- INSTRUCTIONS TO FOLLOW: An exact transcription of every entry is required. Images are not part of it.

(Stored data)
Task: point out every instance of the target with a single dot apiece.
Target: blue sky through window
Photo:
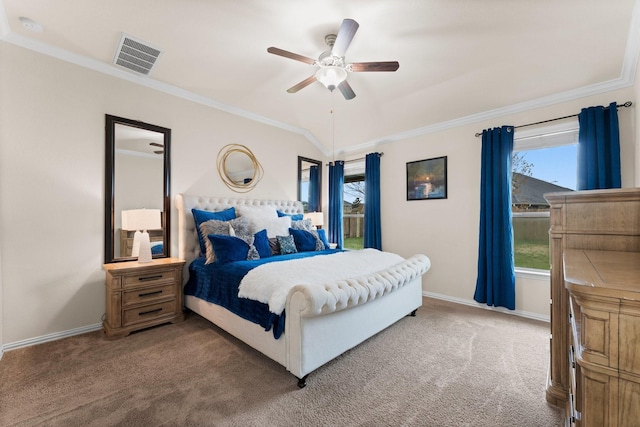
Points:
(557, 165)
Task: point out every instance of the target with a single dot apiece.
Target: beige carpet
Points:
(451, 365)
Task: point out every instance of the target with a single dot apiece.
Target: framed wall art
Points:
(427, 179)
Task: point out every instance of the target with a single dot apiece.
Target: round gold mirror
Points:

- RESPONSE BOX:
Task: point out every instance of the target with a single dot apiece.
Target: blue sky through window
Photo:
Points:
(557, 165)
Task: point out every instance of the target with a single dot apiece.
Target: beige carpet
Points:
(451, 365)
Task: point out every instance of the target with a single dot apiece.
Target: framed wall art
Points:
(427, 179)
Task: point out every instance of the target with a single dot apiece.
Target: round gold mirror
Points:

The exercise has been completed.